== RECORDS SHOWN ==
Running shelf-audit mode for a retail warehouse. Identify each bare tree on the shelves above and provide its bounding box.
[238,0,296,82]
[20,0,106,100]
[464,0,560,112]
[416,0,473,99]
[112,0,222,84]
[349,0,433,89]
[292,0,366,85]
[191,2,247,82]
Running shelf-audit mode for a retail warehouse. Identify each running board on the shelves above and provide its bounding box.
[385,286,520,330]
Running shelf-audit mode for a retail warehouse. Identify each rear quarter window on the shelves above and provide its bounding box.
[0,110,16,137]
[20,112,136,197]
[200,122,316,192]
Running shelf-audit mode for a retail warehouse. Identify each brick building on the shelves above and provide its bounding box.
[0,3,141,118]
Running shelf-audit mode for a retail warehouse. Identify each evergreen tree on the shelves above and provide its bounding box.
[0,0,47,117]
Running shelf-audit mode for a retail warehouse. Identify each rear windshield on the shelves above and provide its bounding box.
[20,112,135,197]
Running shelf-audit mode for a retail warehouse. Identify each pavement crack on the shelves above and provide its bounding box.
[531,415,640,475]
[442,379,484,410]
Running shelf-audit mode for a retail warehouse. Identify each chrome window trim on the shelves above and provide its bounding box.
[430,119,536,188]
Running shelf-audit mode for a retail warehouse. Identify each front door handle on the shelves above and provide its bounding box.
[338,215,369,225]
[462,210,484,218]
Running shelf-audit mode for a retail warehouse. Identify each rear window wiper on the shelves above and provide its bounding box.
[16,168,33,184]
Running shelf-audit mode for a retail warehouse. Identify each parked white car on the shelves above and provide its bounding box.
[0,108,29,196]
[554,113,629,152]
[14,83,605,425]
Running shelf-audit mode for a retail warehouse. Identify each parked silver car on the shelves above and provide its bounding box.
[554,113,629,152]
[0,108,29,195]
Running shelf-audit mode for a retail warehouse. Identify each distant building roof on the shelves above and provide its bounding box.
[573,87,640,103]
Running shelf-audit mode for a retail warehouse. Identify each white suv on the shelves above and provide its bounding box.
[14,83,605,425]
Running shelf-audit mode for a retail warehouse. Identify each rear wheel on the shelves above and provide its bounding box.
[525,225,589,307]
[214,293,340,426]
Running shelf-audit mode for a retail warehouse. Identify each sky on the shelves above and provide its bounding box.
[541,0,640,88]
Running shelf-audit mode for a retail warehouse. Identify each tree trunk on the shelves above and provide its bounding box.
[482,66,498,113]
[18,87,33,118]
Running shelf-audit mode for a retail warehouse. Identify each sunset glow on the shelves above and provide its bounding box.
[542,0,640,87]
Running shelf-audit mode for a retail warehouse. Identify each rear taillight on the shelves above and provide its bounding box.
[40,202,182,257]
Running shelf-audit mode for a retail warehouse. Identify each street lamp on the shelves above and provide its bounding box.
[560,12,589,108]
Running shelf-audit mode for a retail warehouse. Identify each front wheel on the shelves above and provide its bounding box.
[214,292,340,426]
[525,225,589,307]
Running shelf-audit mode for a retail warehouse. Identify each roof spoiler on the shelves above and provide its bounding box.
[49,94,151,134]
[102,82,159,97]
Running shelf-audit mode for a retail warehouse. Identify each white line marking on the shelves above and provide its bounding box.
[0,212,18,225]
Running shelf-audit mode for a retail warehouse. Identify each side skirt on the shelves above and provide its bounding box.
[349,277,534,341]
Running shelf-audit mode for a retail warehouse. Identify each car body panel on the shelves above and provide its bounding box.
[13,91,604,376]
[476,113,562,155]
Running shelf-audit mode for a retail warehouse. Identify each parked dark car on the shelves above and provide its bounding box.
===
=== STATED GOAL ===
Can you substitute "distribution center" for "retail warehouse" everywhere in the data above and return all of it with nothing else changed?

=== FINAL ANSWER ===
Running shelf-audit mode for a distribution center. Identify each bare tree on the shelves above and provide its bounding box.
[238,0,296,82]
[20,0,106,100]
[464,0,560,112]
[416,0,473,99]
[112,0,222,84]
[349,0,433,89]
[292,0,366,85]
[191,2,247,82]
Running shelf-audit mode for a distribution center. Identify each running board on the shelves above and provide its bounding box.
[385,286,520,330]
Running shelf-audit mode for a distribution center. Identify each rear quarter window on the shelves above and provide its bounding box.
[0,110,16,137]
[20,112,136,197]
[200,122,316,192]
Running shelf-audit mode for a distribution center. Identify each brick building on the shelves above and provide its bounding box.
[0,3,141,118]
Running shelf-audit mode for a distribution center. Identify each evergreen tree on the shelves above and provide its bounding box.
[0,0,47,117]
Running shelf-audit mode for a distribution center. Identify each rear windshield on the shelves above and provide its bounding box.
[20,112,135,197]
Running shelf-audit mode for a distribution center. Identify each pavement crack on the shelves above and provide its bounding box.
[531,415,640,475]
[442,379,484,410]
Running shelf-audit mode for a distribution center. Identify each chrome window trim on the shelves above and provide its bounding box.
[430,119,536,188]
Running shelf-audit mode for a distribution center. Identify each front door handle on the shelves above and provide its bounding box.
[338,215,369,225]
[462,210,484,218]
Running shelf-audit mode for a distribution center. Identify each rear window wiper on the shelves above and provide its bounding box.
[16,168,33,184]
Running shelf-audit mode for a distribution center. Identify each parked white car on the shelves above and provide its bounding box.
[0,108,29,196]
[554,113,629,152]
[14,83,605,425]
Running shelf-audit mode for a distribution center. Identify each parked silver car on the shelves above and provide its bounding box.
[554,113,629,152]
[0,108,29,195]
Running shelf-audit mode for a distribution center. Identify each distant building roof on the shelves above and provide its bounding box.
[573,87,640,103]
Running shelf-audit mode for a distribution center. Identify each white suv on the shelves above and provide its bounding box.
[14,83,605,425]
Running shelf-audit mode for a distribution center. Identify each rear wheel on the shelves above and provide its bounding box.
[525,225,589,307]
[214,293,340,426]
Running shelf-audit mode for a distribution center. Identify each sky on the shelves above and provide its bounding box.
[541,0,640,88]
Running shelf-audit mode for a distribution center. Identify each tree trunk on the shelves above and provide its bounding box.
[482,66,498,113]
[18,87,33,118]
Running shelf-audit mode for a distribution center. Identify each sunset glow on the shelves above and provide its bounding box.
[542,0,640,87]
Running shelf-audit mode for a distribution center. Identify each rear taillight on the shelves above and provide its bounding box.
[40,202,182,257]
Running shelf-audit mode for a distribution center. Identify each street lamp on the shelves above and provide its bounding box.
[560,12,589,108]
Running shelf-audit mode for a distribution center. Identify each front wheel on the shelves above and provide its bounding box.
[214,292,340,426]
[525,225,589,307]
Running shelf-audit mode for a distribution center. Identify each roof spoiler on the shelves above and provide its bounding box.
[49,94,151,134]
[102,82,159,97]
Running shelf-audit mode for a distribution center. Identify each white line marking on the shelves above and provide its bounding box.
[0,212,18,225]
Running shelf-audit mode for a distribution center. Identify each side skirt on the shelves above and provide its bounding box.
[349,277,534,341]
Running shelf-audit mode for a distribution center. Identify each car body panel on the shelves above and provide its bounding box.
[13,91,604,376]
[476,113,562,155]
Running shelf-audit mode for a distribution center. Identify each parked dark car on the shelves above and provide its bounding box.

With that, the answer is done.